### Task goal
An exact transcription of every entry is required. Images are not part of it.

--- Provided material ---

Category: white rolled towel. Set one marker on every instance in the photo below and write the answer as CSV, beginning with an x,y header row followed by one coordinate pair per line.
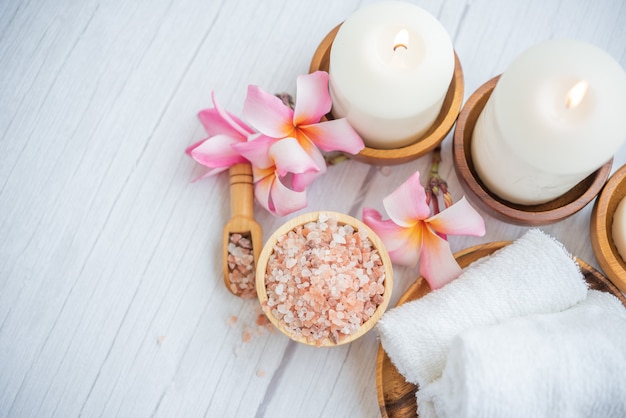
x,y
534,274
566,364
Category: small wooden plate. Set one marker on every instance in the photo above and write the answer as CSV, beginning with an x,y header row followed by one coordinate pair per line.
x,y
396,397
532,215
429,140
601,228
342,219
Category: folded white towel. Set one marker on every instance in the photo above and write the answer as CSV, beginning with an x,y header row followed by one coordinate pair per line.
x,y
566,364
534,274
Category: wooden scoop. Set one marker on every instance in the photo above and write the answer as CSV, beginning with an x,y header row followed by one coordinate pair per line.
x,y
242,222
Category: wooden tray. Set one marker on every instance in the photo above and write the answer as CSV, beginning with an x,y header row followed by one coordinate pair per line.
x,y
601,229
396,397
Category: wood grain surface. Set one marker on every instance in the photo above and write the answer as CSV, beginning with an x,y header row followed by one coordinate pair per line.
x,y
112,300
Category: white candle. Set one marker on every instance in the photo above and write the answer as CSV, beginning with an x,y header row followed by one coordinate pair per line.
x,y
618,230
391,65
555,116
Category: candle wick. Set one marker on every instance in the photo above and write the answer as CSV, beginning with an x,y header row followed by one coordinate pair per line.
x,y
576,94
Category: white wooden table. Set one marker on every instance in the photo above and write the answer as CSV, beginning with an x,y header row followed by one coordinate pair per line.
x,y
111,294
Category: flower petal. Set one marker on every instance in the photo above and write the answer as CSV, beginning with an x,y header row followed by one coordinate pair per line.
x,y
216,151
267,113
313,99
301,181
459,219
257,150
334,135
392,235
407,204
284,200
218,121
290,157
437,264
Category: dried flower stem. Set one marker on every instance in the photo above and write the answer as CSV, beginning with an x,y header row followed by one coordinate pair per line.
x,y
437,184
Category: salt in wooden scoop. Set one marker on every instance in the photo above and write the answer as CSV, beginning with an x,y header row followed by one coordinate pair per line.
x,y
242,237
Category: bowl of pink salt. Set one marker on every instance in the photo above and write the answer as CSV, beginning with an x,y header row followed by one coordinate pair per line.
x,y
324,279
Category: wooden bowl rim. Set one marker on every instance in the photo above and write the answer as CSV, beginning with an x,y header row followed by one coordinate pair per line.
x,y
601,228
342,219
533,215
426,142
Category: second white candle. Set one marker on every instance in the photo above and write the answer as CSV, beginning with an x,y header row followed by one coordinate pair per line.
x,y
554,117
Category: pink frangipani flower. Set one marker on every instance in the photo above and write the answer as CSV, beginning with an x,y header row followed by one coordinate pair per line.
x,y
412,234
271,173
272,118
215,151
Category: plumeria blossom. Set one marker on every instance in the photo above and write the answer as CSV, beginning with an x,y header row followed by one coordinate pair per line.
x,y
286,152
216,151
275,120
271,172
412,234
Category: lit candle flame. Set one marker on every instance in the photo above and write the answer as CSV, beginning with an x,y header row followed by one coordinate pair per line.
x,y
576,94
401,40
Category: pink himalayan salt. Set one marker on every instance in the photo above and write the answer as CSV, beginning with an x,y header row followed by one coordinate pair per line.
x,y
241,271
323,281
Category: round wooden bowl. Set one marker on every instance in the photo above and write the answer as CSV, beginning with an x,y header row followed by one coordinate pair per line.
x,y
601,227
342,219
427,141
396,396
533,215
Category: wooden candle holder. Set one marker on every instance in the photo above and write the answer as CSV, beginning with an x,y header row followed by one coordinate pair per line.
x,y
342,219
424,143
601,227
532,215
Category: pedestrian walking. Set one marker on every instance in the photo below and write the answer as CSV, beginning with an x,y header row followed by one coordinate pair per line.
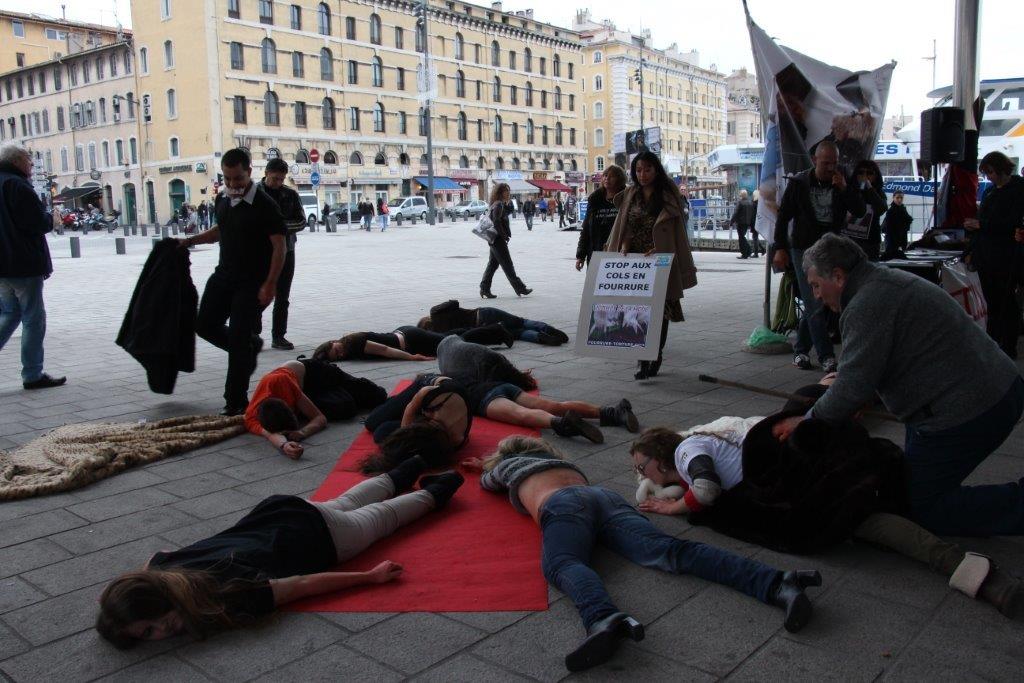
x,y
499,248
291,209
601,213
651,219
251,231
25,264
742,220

---

### Solution to the exercise
Category: white rolled towel. Set one marker on every instance in the photo below and write the answer as CSV, beginning with an x,y header row followed by one coordinate pair per line.
x,y
534,274
566,364
Category: small wooden plate. Set one marker on every instance in the photo above and write the answer as CSV, beginning with an x,y header row followed by one coordinate pair per line.
x,y
396,397
532,215
429,140
601,228
342,219
Category: folded white towel. Set one marker on every instance in the photo above and write the answer as CSV, beginning with an x,y header row followed by one coordinate pair per line.
x,y
566,364
534,274
Category: wooden scoop. Set one marker on every instance in the photo above and write the answer as CSV, beginning with an x,y header row followed by one coordinate pair per line.
x,y
242,222
Category: wooden tray. Set one marker on every instance in the photo above and write the answer as CSV, beginning with an x,y header row followed by one coordinate pair per line.
x,y
601,229
396,397
Category: wood grain surface. Set one marker on every instance in the photo above and write the answer as CSV, beginning with an x,y header row followed by one coordinate pair per line.
x,y
112,300
Category: white candle. Set one marker on every instance in the photo above and write the answer as CSV, beginning with an x,y header row followed by one coordinate pair per line.
x,y
618,230
391,65
555,116
Category: candle wick. Set one marker on every instance in the photo above and write the answer as CSV, beginning with an x,y header row followed by one coordinate pair per line.
x,y
576,94
Category: white wooden table. Set one marker on every instance in the photo above and write the answer as CSV, beginning with an x,y header row followed by one coordinate pair per line.
x,y
111,294
Category: flower petal. Set one marker on every instance in the photo above and write the answer as CSV, beginning with an x,y header row followed by one coordinate pair per line.
x,y
216,151
267,113
313,99
301,181
459,219
257,150
334,135
392,235
407,204
284,200
218,121
290,157
437,264
Category: dried flower stem. Set one marker on every instance in the photo above and write the answer as CSV, beginning with an x,y header row followed by one coordinate pair per line.
x,y
437,184
Category: salt in wooden scoop. Set one marker on every instance in the photo above and write the answer as CSV, beginning with an x,y header row followed by one coordinate pair per line.
x,y
242,237
Category: bowl of pink salt. Set one marker on every instance in the photo above and write the answer as CSV, beginning with an x,y header row followed by one coordinate pair per line.
x,y
324,279
Category: wooden bowl rim. Set one marker on every instance in the photo above and write the answer as CSV, beginning with an x,y header row followed by one coordinate pair per line.
x,y
601,228
342,219
533,215
426,142
Category: second white candle. Set one marker on every instance in the photo above and write the answer as CSV, beginning with an x,y header row followed by one coordinate pair per line.
x,y
554,117
Category: pink frangipani flower. Set one marker on every instance in the photo above and write the answer as CSV, beginning with an x,y header row followed by one coordinate pair per line.
x,y
412,234
271,173
272,118
215,151
Category: plumeria blossom. Set one marker on every instance in the photo above and write the answer as CSV, beginning with an x,y header row followed by one coordinate pair per line.
x,y
286,152
216,151
275,120
271,172
412,234
Category: lit candle flame. Set one marker on every instance in the photo above and write the answer as CSV, beginning with an x,y header row followed by one coordinate pair per line.
x,y
576,94
401,40
Category: pink himalayan salt. Set one marker on every instance in the photo above and write the answer as CSV, beginning with an x,y header row followed by one coordinate pair per line.
x,y
241,271
323,281
Category: round wooden bowl. Set one marker on every instance in the photo above and write the answer as CSV, beginning with an x,y header row followed by one coordinate pair per line.
x,y
601,227
342,219
427,141
396,396
533,215
Category: wooden candle holder. Set one marker on every instance in the photo above and write the answer as CSV, beginning with an x,y header row followed by one coordinate pair per line.
x,y
342,219
424,143
601,227
532,215
Category: pedestrian walking. Set one marker on every instance in the photo below and write the answer as CSV, beginning with an x,y header row followed by one coordinate pair per line.
x,y
499,248
291,209
601,213
651,219
251,231
25,264
742,220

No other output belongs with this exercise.